Problem details - From the start of the lines through the one holding "[[[434,185],[439,185],[439,155],[434,151]]]", inclusive, write the lines again with "instance" replaced by "occurrence" and nothing else changed. Leave the pictures out of your answer.

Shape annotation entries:
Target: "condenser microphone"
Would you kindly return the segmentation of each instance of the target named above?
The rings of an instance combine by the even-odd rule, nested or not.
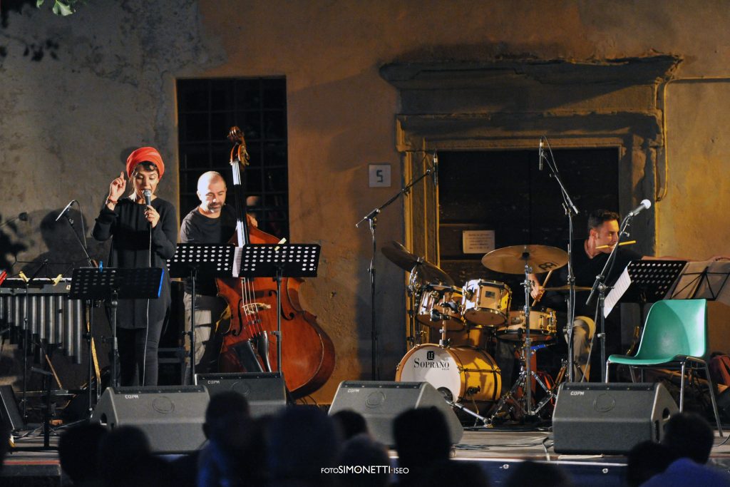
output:
[[[66,212],[69,211],[69,208],[71,207],[71,205],[73,204],[75,202],[76,202],[75,199],[72,199],[70,202],[69,202],[69,204],[66,205],[66,207],[64,208],[64,210],[60,213],[58,213],[58,216],[57,216],[55,218],[55,221],[58,221],[59,220],[61,220],[61,217],[64,216],[64,215],[66,214]],[[18,215],[18,217],[19,218],[20,218],[20,215],[23,215],[23,213],[20,213],[20,215]],[[27,218],[27,215],[26,215],[26,218]],[[23,218],[20,218],[20,220],[23,220]]]
[[[650,207],[651,207],[651,202],[650,202],[648,199],[645,199],[641,202],[641,204],[639,204],[639,206],[637,206],[636,208],[634,209],[634,211],[629,212],[629,216],[631,218],[635,217],[637,215],[644,211],[645,210],[648,210]]]
[[[434,185],[439,185],[439,155],[434,151]]]

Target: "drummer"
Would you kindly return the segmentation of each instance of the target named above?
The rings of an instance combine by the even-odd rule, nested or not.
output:
[[[590,367],[587,364],[591,342],[595,332],[596,325],[592,317],[595,316],[596,300],[591,306],[585,304],[588,299],[588,291],[593,287],[596,276],[603,270],[608,260],[609,255],[614,246],[618,242],[619,221],[620,216],[607,210],[597,210],[588,215],[588,238],[583,240],[575,240],[572,243],[572,265],[573,273],[575,275],[575,286],[583,288],[585,292],[577,294],[575,299],[575,321],[573,326],[573,361],[574,378],[576,381],[581,380],[585,372],[585,380],[588,380]],[[688,261],[680,257],[651,257],[642,256],[631,250],[628,246],[619,246],[616,249],[615,260],[608,275],[606,283],[612,285],[623,272],[623,269],[631,261],[642,259],[656,260],[678,260]],[[725,256],[715,256],[708,260],[727,258]],[[530,275],[533,286],[531,296],[539,299],[544,306],[558,311],[566,311],[566,295],[555,291],[545,291],[543,285],[538,281],[537,277]],[[547,287],[561,287],[567,285],[568,267],[564,266],[558,269],[550,277]],[[587,289],[585,289],[587,288]],[[620,323],[618,321],[618,313],[609,315],[605,319],[606,326],[606,353],[621,353]],[[558,320],[566,323],[566,320]],[[567,335],[566,334],[566,338]],[[596,348],[597,350],[597,348]],[[601,354],[594,350],[591,354],[591,362],[594,367],[602,367],[600,363]],[[598,370],[600,370],[599,369]],[[600,373],[596,374],[600,380]]]

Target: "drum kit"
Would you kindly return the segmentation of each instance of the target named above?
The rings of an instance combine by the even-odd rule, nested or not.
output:
[[[568,261],[566,252],[545,245],[515,245],[483,256],[482,264],[488,269],[524,275],[525,306],[512,310],[512,293],[506,283],[476,279],[460,287],[443,270],[397,242],[390,242],[382,251],[388,260],[410,273],[410,350],[398,364],[396,380],[428,382],[447,402],[486,426],[491,426],[496,418],[504,417],[505,406],[516,404],[521,410],[520,417],[530,417],[555,398],[556,386],[548,388],[546,381],[531,370],[534,367],[531,367],[531,361],[536,350],[554,342],[558,330],[556,312],[550,308],[532,309],[529,297],[533,283],[529,275],[564,266]],[[559,291],[558,288],[546,289]],[[422,337],[428,335],[423,330],[429,329],[438,331],[438,343],[421,342]],[[504,396],[501,370],[488,352],[497,342],[514,345],[521,356],[520,375]],[[564,367],[558,378],[563,372]],[[529,383],[539,384],[546,393],[534,406]],[[479,413],[477,402],[491,403],[486,408],[491,413],[490,417]],[[469,402],[476,411],[464,406]]]

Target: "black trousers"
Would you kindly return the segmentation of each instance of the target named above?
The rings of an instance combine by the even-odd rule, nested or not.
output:
[[[120,386],[157,386],[157,349],[164,320],[146,328],[118,328]]]

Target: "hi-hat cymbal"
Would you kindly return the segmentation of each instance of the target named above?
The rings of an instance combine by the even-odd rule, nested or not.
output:
[[[440,283],[447,285],[454,285],[454,280],[449,277],[449,275],[423,257],[411,253],[395,240],[388,242],[380,249],[380,251],[389,261],[403,270],[417,273],[421,281],[425,283]]]
[[[568,263],[568,253],[548,245],[512,245],[492,250],[482,258],[487,269],[505,274],[523,274],[525,265],[536,273],[547,272]]]
[[[590,288],[585,285],[576,285],[574,286],[576,292],[580,292],[583,291],[591,291],[593,288]],[[565,285],[556,285],[554,288],[545,288],[545,291],[554,291],[558,293],[567,293],[570,291],[570,286],[566,284]]]

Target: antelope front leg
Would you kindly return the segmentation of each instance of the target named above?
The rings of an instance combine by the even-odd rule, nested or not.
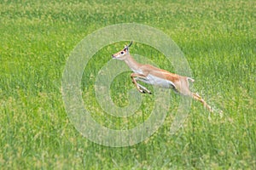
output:
[[[137,74],[137,73],[131,73],[131,78],[132,80],[132,83],[135,85],[137,89],[142,94],[146,94],[147,93],[147,94],[151,94],[151,92],[149,90],[148,90],[145,87],[143,87],[143,86],[142,86],[142,85],[140,85],[139,83],[137,82],[136,77],[146,78],[146,76],[144,76],[143,75]]]

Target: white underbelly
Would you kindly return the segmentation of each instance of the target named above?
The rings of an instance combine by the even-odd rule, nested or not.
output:
[[[137,77],[137,80],[154,86],[159,86],[160,88],[175,88],[175,85],[172,82],[163,78],[160,78],[158,76],[154,76],[153,75],[148,75],[148,76],[146,76],[146,78]]]

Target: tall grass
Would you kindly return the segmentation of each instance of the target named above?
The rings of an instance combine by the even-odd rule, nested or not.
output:
[[[253,7],[253,1],[238,0],[1,3],[1,167],[255,169]],[[189,62],[194,90],[222,110],[223,116],[209,115],[193,102],[183,127],[170,135],[172,110],[180,98],[173,94],[164,125],[136,145],[106,147],[76,131],[61,99],[66,60],[86,35],[126,22],[146,24],[169,35]],[[141,110],[132,117],[135,122],[101,111],[93,93],[94,80],[110,54],[123,45],[99,51],[84,70],[82,82],[83,98],[94,118],[117,129],[124,123],[132,127],[143,122],[150,113],[146,104],[152,102],[150,96],[143,97]],[[137,44],[131,50],[173,71],[149,47]],[[123,73],[112,85],[117,105],[125,105],[126,93],[133,88],[129,74]]]

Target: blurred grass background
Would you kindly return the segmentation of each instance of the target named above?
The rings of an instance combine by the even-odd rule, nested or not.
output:
[[[3,169],[255,169],[255,4],[251,0],[2,1],[0,166]],[[130,22],[155,27],[177,42],[193,71],[193,88],[221,109],[223,117],[209,116],[201,104],[193,102],[183,128],[169,135],[172,110],[180,98],[173,94],[173,106],[164,125],[138,144],[102,146],[76,131],[61,98],[66,60],[86,35],[109,25]],[[123,122],[101,111],[93,96],[93,83],[101,65],[123,45],[99,51],[84,70],[83,80],[88,83],[82,82],[84,103],[96,120],[111,121],[111,128],[117,128]],[[172,71],[172,66],[157,60],[161,57],[157,51],[140,44],[131,50]],[[118,76],[113,85],[117,105],[126,101],[126,92],[133,88],[129,74]],[[143,99],[146,104],[152,102],[148,96]],[[134,123],[148,114],[148,108],[142,105]]]

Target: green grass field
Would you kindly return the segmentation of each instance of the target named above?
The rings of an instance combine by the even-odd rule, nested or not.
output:
[[[255,169],[255,6],[253,0],[2,1],[1,169]],[[167,34],[189,63],[194,91],[223,116],[193,101],[183,128],[170,135],[181,98],[172,93],[163,126],[147,140],[112,148],[84,138],[65,110],[65,64],[85,36],[118,23],[145,24]],[[123,46],[110,44],[96,54],[82,82],[85,107],[97,122],[116,129],[143,122],[153,102],[143,95],[140,110],[126,120],[101,110],[96,76]],[[131,53],[173,71],[150,47],[135,43]],[[113,101],[121,106],[134,88],[130,73],[112,85]]]

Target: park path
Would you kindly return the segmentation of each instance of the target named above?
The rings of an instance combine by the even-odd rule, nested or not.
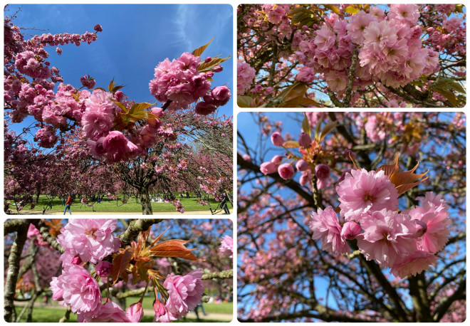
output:
[[[28,211],[22,210],[18,215],[42,215],[43,213],[40,211]],[[159,215],[209,215],[211,216],[210,211],[187,211],[182,214],[176,211],[154,211],[153,214],[155,216]],[[12,215],[14,215],[12,214]],[[48,211],[45,215],[63,215],[63,211]],[[72,211],[72,215],[142,215],[140,211]],[[221,212],[216,215],[223,215]],[[70,214],[67,214],[67,216]],[[227,214],[228,216],[228,214]]]

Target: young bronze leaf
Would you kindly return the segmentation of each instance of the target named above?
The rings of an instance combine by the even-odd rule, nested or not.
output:
[[[398,157],[400,157],[400,154],[397,153],[397,155],[395,155],[395,162],[392,164],[381,165],[377,167],[377,172],[383,171],[386,176],[390,177],[400,169],[398,167]]]
[[[193,56],[197,56],[197,57],[201,56],[201,55],[202,54],[202,53],[204,52],[204,51],[206,49],[206,48],[207,48],[207,46],[209,46],[209,45],[211,43],[211,42],[212,42],[213,40],[214,40],[214,38],[212,38],[212,39],[211,41],[209,41],[209,43],[208,43],[207,44],[204,45],[204,46],[201,46],[201,47],[199,47],[199,48],[197,48],[196,50],[194,50],[194,51],[192,51],[192,52],[191,53],[191,54],[192,54]]]
[[[184,246],[191,240],[168,240],[155,246],[151,250],[152,256],[157,257],[177,257],[188,259],[189,261],[197,261],[197,258],[191,251]]]
[[[114,285],[119,280],[120,276],[125,282],[127,282],[127,273],[125,270],[127,264],[132,258],[134,249],[127,246],[125,251],[120,252],[113,258],[113,285]]]

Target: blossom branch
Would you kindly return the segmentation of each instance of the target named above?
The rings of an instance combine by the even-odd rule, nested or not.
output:
[[[121,243],[124,246],[134,240],[140,231],[147,231],[153,224],[157,224],[164,221],[163,219],[139,219],[132,221],[129,227],[119,238]]]
[[[212,280],[214,278],[231,278],[234,277],[234,270],[229,269],[221,272],[204,273],[201,280]]]
[[[10,250],[10,256],[8,258],[8,273],[6,274],[6,281],[5,282],[4,317],[7,322],[11,320],[14,313],[14,299],[19,272],[20,260],[23,247],[24,247],[24,243],[26,242],[28,225],[29,224],[26,220],[19,221],[22,221],[22,224],[19,224],[16,238]]]

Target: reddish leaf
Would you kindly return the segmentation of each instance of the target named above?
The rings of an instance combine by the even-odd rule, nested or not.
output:
[[[192,239],[191,239],[192,240]],[[150,252],[152,256],[158,257],[177,257],[179,258],[188,259],[189,261],[198,261],[191,251],[194,249],[188,249],[184,246],[191,240],[168,240],[163,241],[155,246]]]
[[[125,251],[122,251],[113,258],[113,285],[114,285],[119,280],[120,276],[127,282],[127,272],[125,270],[127,264],[132,258],[134,249],[127,246]]]

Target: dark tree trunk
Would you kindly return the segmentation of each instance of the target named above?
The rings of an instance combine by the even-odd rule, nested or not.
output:
[[[142,187],[139,193],[140,194],[140,204],[142,205],[142,215],[153,215],[148,186],[147,187]]]

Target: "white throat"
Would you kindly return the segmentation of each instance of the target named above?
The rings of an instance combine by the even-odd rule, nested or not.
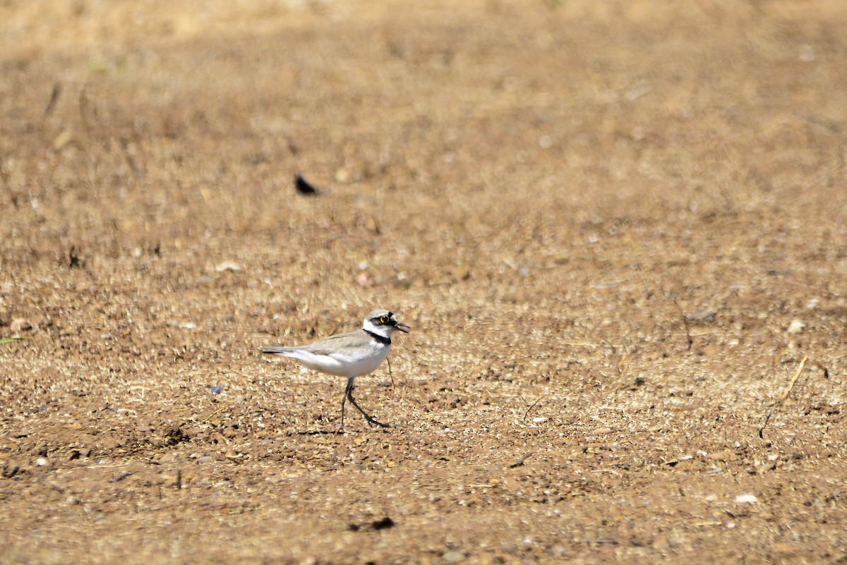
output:
[[[390,326],[374,326],[374,322],[370,320],[365,320],[364,325],[362,329],[365,332],[369,332],[370,333],[375,333],[378,336],[382,336],[385,339],[391,338],[391,332],[394,328]]]

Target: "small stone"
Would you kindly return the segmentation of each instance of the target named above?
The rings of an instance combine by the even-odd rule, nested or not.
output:
[[[235,261],[225,261],[215,266],[215,271],[223,272],[224,271],[241,271],[241,266]]]
[[[447,551],[441,556],[441,559],[444,559],[448,563],[457,563],[460,561],[465,560],[465,554],[462,551]]]
[[[759,502],[756,495],[743,494],[735,497],[735,502],[739,504],[755,504]]]
[[[800,320],[792,320],[787,332],[789,333],[801,333],[805,329],[805,324]]]
[[[9,325],[9,329],[11,329],[14,333],[19,333],[26,330],[31,330],[32,324],[30,324],[30,321],[25,318],[15,318]]]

Answer to this exercise -
Target: "condenser microphone"
Would you kindly return the segmentation of each occurrence of the target named above?
The rings of an occurrence combine by the even-odd rule, nested or not.
output:
[[[66,212],[69,211],[69,208],[71,207],[71,205],[73,204],[75,202],[76,202],[75,199],[72,199],[70,202],[69,202],[69,204],[66,205],[66,207],[64,208],[64,210],[60,213],[58,213],[58,216],[57,216],[55,218],[55,221],[58,221],[59,220],[61,220],[61,217],[64,216],[64,215],[66,214]],[[18,215],[18,217],[19,218],[20,218],[20,215],[23,215],[23,213],[20,213],[20,215]],[[27,218],[27,215],[26,215],[26,218]],[[23,218],[20,218],[20,220],[23,220]]]
[[[650,207],[651,207],[651,202],[650,202],[648,199],[645,199],[641,202],[641,204],[639,204],[639,206],[637,206],[636,208],[634,209],[634,211],[629,212],[629,216],[631,218],[635,217],[637,215],[644,211],[645,210],[648,210]]]
[[[434,185],[439,185],[439,155],[434,151]]]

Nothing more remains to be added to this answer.